(Entries from a point annotation set)
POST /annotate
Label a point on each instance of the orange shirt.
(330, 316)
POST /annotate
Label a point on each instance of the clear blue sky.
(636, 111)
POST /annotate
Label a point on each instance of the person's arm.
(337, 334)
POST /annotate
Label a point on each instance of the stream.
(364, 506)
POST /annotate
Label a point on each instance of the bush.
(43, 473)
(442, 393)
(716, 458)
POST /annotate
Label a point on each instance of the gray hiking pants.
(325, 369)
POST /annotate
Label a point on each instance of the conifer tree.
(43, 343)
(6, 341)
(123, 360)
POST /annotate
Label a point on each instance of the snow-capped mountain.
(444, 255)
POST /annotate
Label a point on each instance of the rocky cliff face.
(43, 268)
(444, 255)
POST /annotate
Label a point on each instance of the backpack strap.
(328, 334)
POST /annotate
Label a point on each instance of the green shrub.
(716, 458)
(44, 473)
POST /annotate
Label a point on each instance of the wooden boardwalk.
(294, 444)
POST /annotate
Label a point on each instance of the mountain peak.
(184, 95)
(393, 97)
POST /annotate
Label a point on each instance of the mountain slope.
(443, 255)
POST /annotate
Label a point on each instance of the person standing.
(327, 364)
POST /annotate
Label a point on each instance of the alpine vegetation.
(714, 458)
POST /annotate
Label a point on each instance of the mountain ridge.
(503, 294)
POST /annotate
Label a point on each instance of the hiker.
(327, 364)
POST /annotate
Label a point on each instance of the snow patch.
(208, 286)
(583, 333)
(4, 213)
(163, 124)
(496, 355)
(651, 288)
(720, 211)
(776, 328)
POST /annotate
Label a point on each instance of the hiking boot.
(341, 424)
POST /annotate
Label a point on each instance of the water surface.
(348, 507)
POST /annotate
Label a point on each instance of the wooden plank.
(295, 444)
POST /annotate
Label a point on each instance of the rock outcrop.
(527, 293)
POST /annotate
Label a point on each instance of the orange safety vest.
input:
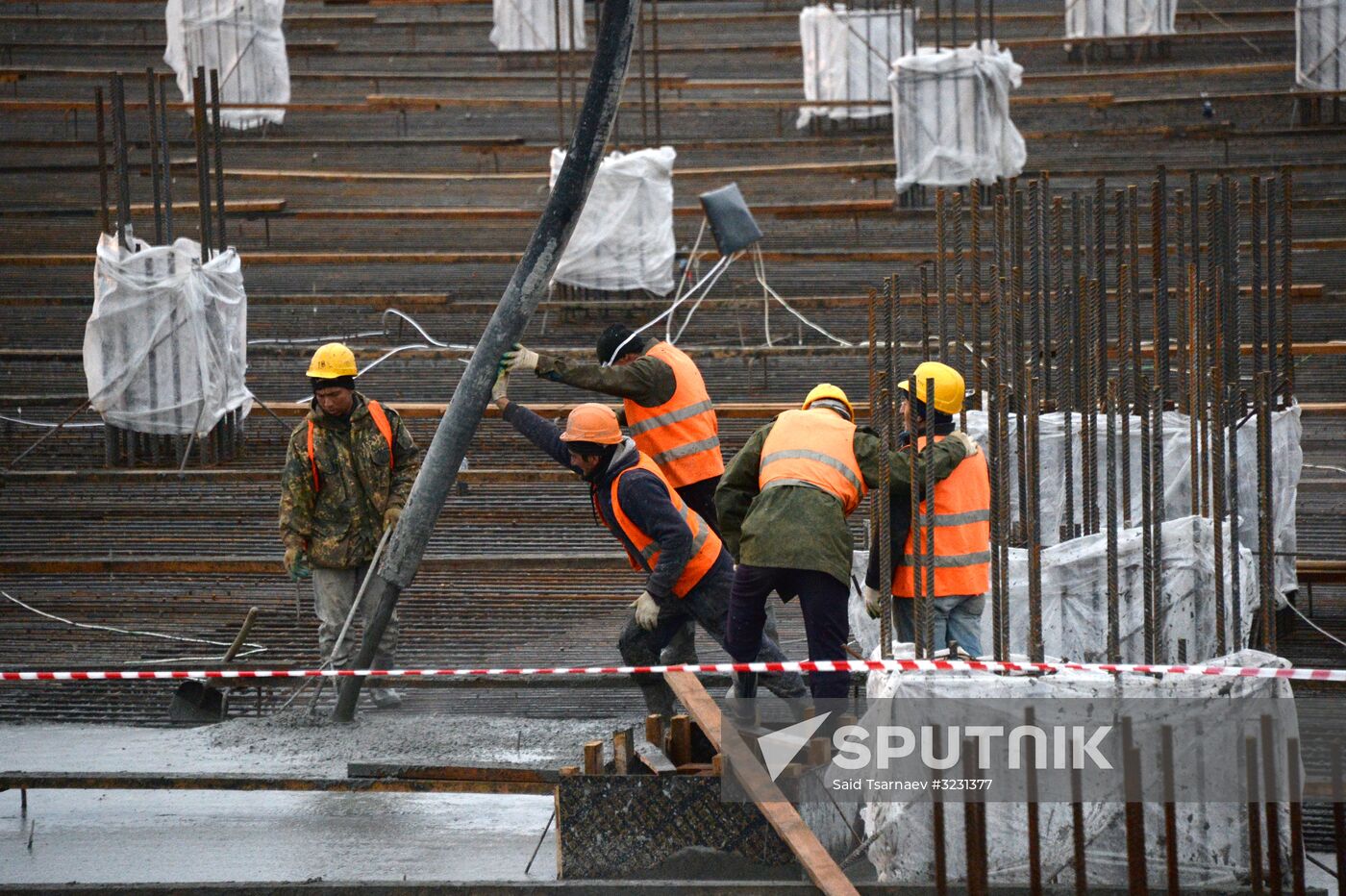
(683, 435)
(386, 428)
(706, 544)
(813, 448)
(961, 533)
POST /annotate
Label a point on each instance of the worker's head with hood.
(333, 377)
(619, 344)
(592, 436)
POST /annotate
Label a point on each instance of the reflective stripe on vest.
(706, 544)
(813, 448)
(961, 558)
(683, 435)
(381, 423)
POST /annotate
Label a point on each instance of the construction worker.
(347, 472)
(688, 572)
(784, 502)
(668, 411)
(961, 558)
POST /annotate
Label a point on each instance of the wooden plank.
(784, 818)
(655, 759)
(454, 772)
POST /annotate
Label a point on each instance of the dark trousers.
(823, 600)
(707, 605)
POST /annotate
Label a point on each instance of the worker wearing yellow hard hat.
(688, 575)
(961, 517)
(347, 472)
(784, 504)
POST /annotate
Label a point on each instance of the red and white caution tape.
(805, 666)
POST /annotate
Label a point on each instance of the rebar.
(1113, 589)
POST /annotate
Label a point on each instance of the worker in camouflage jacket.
(347, 472)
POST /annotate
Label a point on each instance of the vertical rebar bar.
(1113, 585)
(101, 137)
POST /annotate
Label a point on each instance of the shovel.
(197, 703)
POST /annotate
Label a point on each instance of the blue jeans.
(956, 618)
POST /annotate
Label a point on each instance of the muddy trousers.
(334, 592)
(700, 497)
(824, 602)
(707, 605)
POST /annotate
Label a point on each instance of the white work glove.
(871, 602)
(518, 358)
(969, 444)
(500, 389)
(646, 611)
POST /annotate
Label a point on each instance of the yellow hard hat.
(332, 361)
(949, 389)
(592, 423)
(828, 390)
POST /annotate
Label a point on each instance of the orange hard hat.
(592, 423)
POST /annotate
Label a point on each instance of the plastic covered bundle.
(531, 24)
(1120, 17)
(1321, 46)
(165, 347)
(623, 238)
(847, 58)
(951, 116)
(1074, 596)
(1211, 834)
(244, 40)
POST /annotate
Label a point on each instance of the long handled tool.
(194, 701)
(354, 609)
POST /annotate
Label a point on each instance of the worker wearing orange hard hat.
(688, 573)
(347, 472)
(961, 560)
(784, 505)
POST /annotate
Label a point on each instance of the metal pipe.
(525, 290)
(152, 112)
(221, 241)
(101, 137)
(1113, 585)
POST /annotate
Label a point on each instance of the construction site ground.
(408, 175)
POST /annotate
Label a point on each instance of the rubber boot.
(384, 697)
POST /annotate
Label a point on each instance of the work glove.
(296, 564)
(646, 611)
(969, 444)
(518, 358)
(871, 602)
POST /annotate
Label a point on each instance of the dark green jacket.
(339, 526)
(646, 381)
(804, 528)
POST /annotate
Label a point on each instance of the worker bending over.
(784, 505)
(666, 410)
(961, 556)
(689, 573)
(347, 472)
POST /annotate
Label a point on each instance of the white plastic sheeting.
(1213, 844)
(244, 40)
(1120, 17)
(951, 116)
(623, 238)
(847, 58)
(165, 347)
(1288, 460)
(1321, 46)
(1074, 598)
(531, 24)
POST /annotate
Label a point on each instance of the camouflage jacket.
(342, 522)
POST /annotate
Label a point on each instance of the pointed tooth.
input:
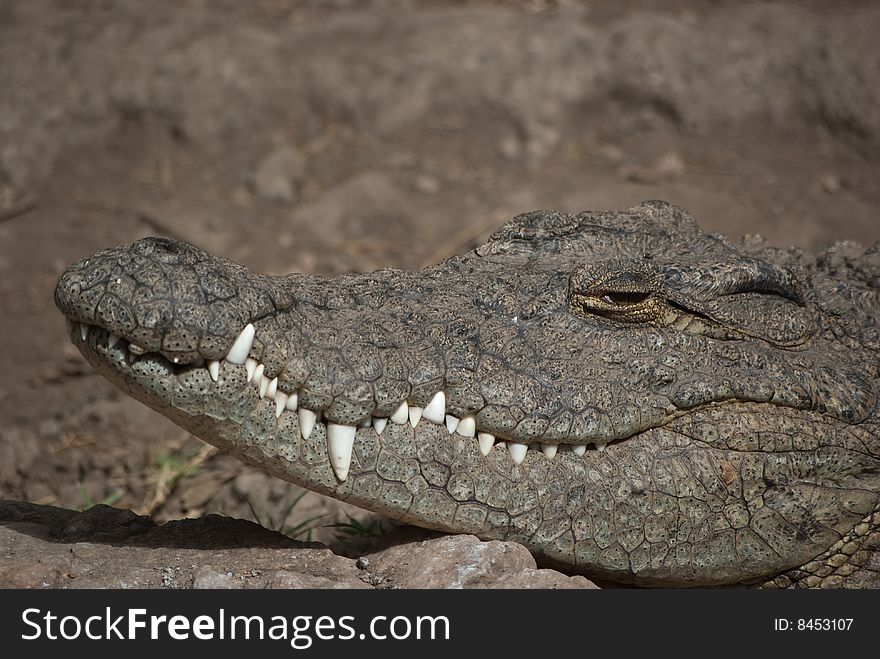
(487, 441)
(467, 427)
(340, 440)
(242, 346)
(517, 451)
(435, 410)
(251, 366)
(280, 403)
(258, 374)
(401, 414)
(307, 419)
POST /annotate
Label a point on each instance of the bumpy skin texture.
(736, 386)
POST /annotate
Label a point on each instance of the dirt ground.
(329, 136)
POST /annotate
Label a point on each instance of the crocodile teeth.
(242, 346)
(487, 441)
(401, 414)
(340, 440)
(307, 419)
(435, 410)
(280, 403)
(467, 427)
(517, 452)
(214, 369)
(258, 374)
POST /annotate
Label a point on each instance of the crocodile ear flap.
(751, 296)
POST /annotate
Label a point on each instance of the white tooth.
(280, 403)
(401, 414)
(517, 452)
(340, 440)
(258, 374)
(435, 411)
(487, 441)
(467, 427)
(239, 351)
(307, 420)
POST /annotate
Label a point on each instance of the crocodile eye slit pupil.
(623, 299)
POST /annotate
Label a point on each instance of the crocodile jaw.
(705, 496)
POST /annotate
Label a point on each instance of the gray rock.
(104, 547)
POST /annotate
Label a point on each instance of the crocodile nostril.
(164, 249)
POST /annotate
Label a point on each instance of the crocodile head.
(627, 396)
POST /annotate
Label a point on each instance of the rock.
(104, 547)
(464, 561)
(277, 177)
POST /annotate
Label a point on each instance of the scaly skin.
(735, 387)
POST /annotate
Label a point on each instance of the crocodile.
(629, 397)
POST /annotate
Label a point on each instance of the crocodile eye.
(624, 299)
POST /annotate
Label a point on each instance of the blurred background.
(330, 136)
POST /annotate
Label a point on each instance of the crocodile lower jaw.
(340, 437)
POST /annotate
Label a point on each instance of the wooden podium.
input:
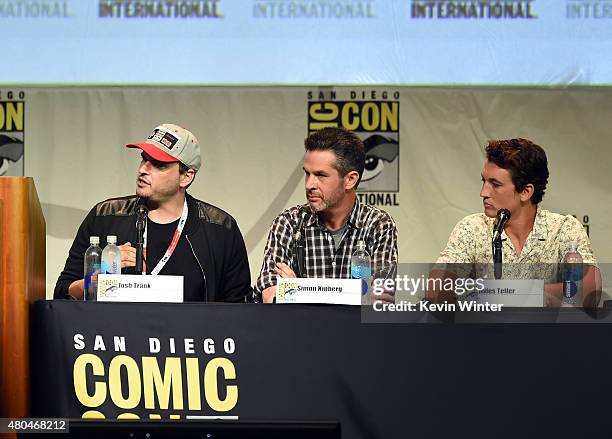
(22, 281)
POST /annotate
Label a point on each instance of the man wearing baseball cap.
(182, 235)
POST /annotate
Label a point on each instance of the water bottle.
(92, 259)
(572, 276)
(360, 266)
(111, 256)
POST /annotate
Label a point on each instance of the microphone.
(502, 217)
(300, 248)
(141, 222)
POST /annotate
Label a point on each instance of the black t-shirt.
(182, 262)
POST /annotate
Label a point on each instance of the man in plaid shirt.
(332, 222)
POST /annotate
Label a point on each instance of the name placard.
(136, 288)
(317, 290)
(513, 292)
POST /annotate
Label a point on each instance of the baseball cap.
(172, 143)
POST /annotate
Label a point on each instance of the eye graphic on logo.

* _Exercise objective_:
Reproduce each record above by retyping it exactly; omit all images.

* _The result_:
POST /annotate
Label a point on each instance of the orange shirt.
(330, 316)
POST /annotate
Label a point on each instance of the clear blue sky.
(636, 111)
POST /annotate
Label a point on each instance of the person's arm.
(337, 334)
POST /annotate
Label a point on each instance of the stream.
(364, 506)
POST /annotate
Label a point on each instance of the bush.
(43, 473)
(442, 393)
(716, 458)
POST /annotate
Label a point on each instance of the gray hiking pants.
(325, 369)
POST /annotate
Label a point on each instance of the conifer tree.
(43, 343)
(6, 341)
(123, 360)
POST /annotate
Label a point on each instance of the snow-capped mountain.
(444, 255)
POST /annotate
Label a point on each instance of the rocky cliff face.
(43, 268)
(444, 255)
POST /annotate
Label a point on each instance of the backpack strap.
(328, 334)
POST /annotate
Label a point on each instance of the green shrub.
(716, 458)
(44, 473)
POST /annotate
Label a point on each instance of the wooden boardwalk.
(294, 444)
POST /annotate
Label a point on each instance of the mountain peak.
(184, 95)
(393, 97)
POST /annotate
Label a point on each instance of the mountain slope.
(443, 255)
POST /annotate
Label a point on each instance of the person standing.
(327, 364)
POST /annotate
Label a point on each instance of the alpine vegetation.
(714, 458)
POST /annotate
Label a point on each instance of the mountain ridge.
(503, 294)
POST /annotate
Label a point on each instance of the hiker.
(327, 364)
POST /annotate
Label a point on each instance of the snow patch.
(208, 286)
(583, 333)
(4, 213)
(163, 124)
(496, 355)
(651, 288)
(720, 211)
(776, 328)
POST /annotate
Label a point on each instance of the hiking boot.
(341, 424)
POST /annotate
Label a point on each instance of the water surface.
(348, 507)
POST /annotate
Label a point on each instance of the wooden plank.
(295, 444)
POST /annotate
Label a point on each instance of the rock outcrop.
(527, 293)
POST /annotate
Label a point on each instance of the orange safety vest.
input:
(683, 435)
(386, 428)
(706, 544)
(813, 448)
(961, 533)
POST /annotate
Label a point on each instance of the worker's head with hood.
(333, 377)
(619, 344)
(592, 436)
POST /annotate
Label a point on each instance of the reflective stripe on vest.
(706, 544)
(813, 448)
(961, 558)
(683, 435)
(381, 423)
POST /annotate
Label a point on each instance of the construction worker.
(347, 472)
(688, 572)
(784, 502)
(668, 411)
(961, 558)
POST /annotate
Label a point on each instance of the wooden plank.
(784, 818)
(655, 759)
(454, 772)
POST /annotate
Label a point on each instance of the dark trousers.
(823, 600)
(707, 605)
POST /annotate
Label a point on each instance of the worker wearing yellow hard hat.
(688, 575)
(961, 517)
(347, 472)
(784, 504)
POST /annotate
Label a point on each instance of the red and white caution tape.
(805, 666)
POST /annotate
Label a point on each instance of the rebar.
(1113, 589)
POST /annotate
Label a point on each instance of the worker in camouflage jacket.
(347, 472)
POST /annotate
Label a point on each instance of the vertical rebar bar.
(1113, 585)
(101, 137)
POST /annotate
Label a point on each instance of the shovel.
(197, 703)
POST /annotate
Label a point on each instance of the blue jeans.
(956, 618)
POST /annotate
Label a point on each instance of the muddy trousers.
(334, 592)
(700, 497)
(824, 602)
(707, 605)
POST /annotate
Label a point on each instance of the white work glove.
(871, 602)
(518, 358)
(969, 444)
(500, 389)
(646, 611)
POST /annotate
Label a point on each instance of the yellow hard hat.
(332, 361)
(949, 389)
(592, 423)
(828, 390)
POST /annotate
Label a point on each instance of the orange hard hat.
(592, 423)
POST /annotate
Label a point on each instance of the plastic covered bundle.
(531, 24)
(1120, 17)
(1321, 46)
(165, 347)
(623, 238)
(847, 58)
(951, 116)
(1074, 596)
(1211, 834)
(244, 40)
POST /annotate
Label a point on each instance of the long handled tool.
(194, 701)
(354, 609)
POST /annotate
Label a point on each instance of the worker wearing orange hard hat.
(688, 573)
(347, 472)
(961, 560)
(784, 505)
POST /annotate
Label a point on each instance of the metal pipe.
(525, 290)
(152, 112)
(221, 241)
(101, 137)
(1113, 585)
POST /annotate
Label a point on each instance of the construction site ground.
(408, 175)
POST /annotate
Label a point on each instance of the rubber boot.
(384, 697)
POST /annotate
Label a point on each instance of the work glove.
(296, 564)
(646, 611)
(969, 444)
(518, 358)
(871, 602)
POST /annotate
Label a point on each instance of the dark green jacket.
(339, 526)
(646, 381)
(804, 528)
POST /annotate
Label a point on each instance of the worker bending over.
(784, 505)
(666, 410)
(961, 556)
(689, 573)
(347, 472)
POST /annotate
Label a point on each instance of the white plastic sheeting.
(1213, 844)
(244, 40)
(1120, 17)
(951, 116)
(623, 238)
(847, 58)
(165, 347)
(1288, 460)
(1321, 46)
(1074, 598)
(531, 24)
POST /annotate
Label a point on each instance of the camouflage jacket.
(342, 522)
POST /annotate
Label a point on each instance of the pointed tooth.
input:
(487, 441)
(467, 427)
(340, 440)
(242, 346)
(517, 451)
(435, 410)
(251, 366)
(280, 403)
(258, 374)
(401, 414)
(307, 419)
POST /annotate
Label a point on each instance of the bumpy skin texture.
(736, 386)
POST /annotate
Label a point on each instance of the dirt ground.
(329, 136)
POST /annotate
Label a point on each instance of the crocodile teeth.
(242, 346)
(487, 441)
(401, 414)
(340, 440)
(307, 419)
(435, 410)
(280, 403)
(467, 427)
(517, 452)
(214, 369)
(258, 374)
POST /annotate
Label a point on each instance of the crocodile ear flap.
(751, 296)
POST /annotate
Label a point on each instance of the white tooth.
(280, 403)
(401, 414)
(517, 452)
(340, 440)
(258, 374)
(435, 411)
(487, 441)
(467, 427)
(239, 351)
(307, 420)
POST /annotate
Label a point on each instance of the crocodile eye slit pupil.
(623, 299)
POST /annotate
Label a point on each instance of the crocodile jaw.
(705, 496)
POST /annotate
Label a point on each instance of the gray rock.
(104, 547)
POST /annotate
Label a point on each instance of the crocodile nostril.
(164, 249)
POST /annotate
Label a point on each instance of the crocodile head.
(627, 396)
POST /annotate
Label a point on each instance of the rock.
(104, 547)
(464, 561)
(277, 177)
POST /annotate
Label a point on each instance of the scaly skin.
(735, 387)
POST /annotate
Label a point on each instance of the crocodile.
(629, 397)
POST /annotate
Label a point on each instance of the crocodile eye.
(624, 299)
POST /annotate
Label a point on each instance of the blurred background.
(330, 136)
POST /annotate
Label a point on each instance of the crocodile lower jaw.
(340, 437)
POST /annotate
Label a point on each instance of the wooden podium.
input:
(22, 281)
POST /annotate
Label a point on each instance of the man wearing baseball cap.
(182, 235)
POST /annotate
Label a point on each instance of the water bottle.
(92, 259)
(572, 276)
(360, 266)
(111, 256)
POST /annotate
Label a point on each instance of the microphone.
(502, 217)
(300, 248)
(141, 222)
POST /annotate
Label a point on each instance of the black t-shirt.
(182, 262)
POST /annotate
Label a point on each instance of the man in plaid shirt.
(332, 222)
POST /annotate
Label a point on each instance of the name placard.
(136, 288)
(317, 290)
(513, 292)
POST /annotate
Label a point on each instance of the baseball cap.
(172, 143)
POST /annotate
Label a point on each instance of the eye graphic on logo.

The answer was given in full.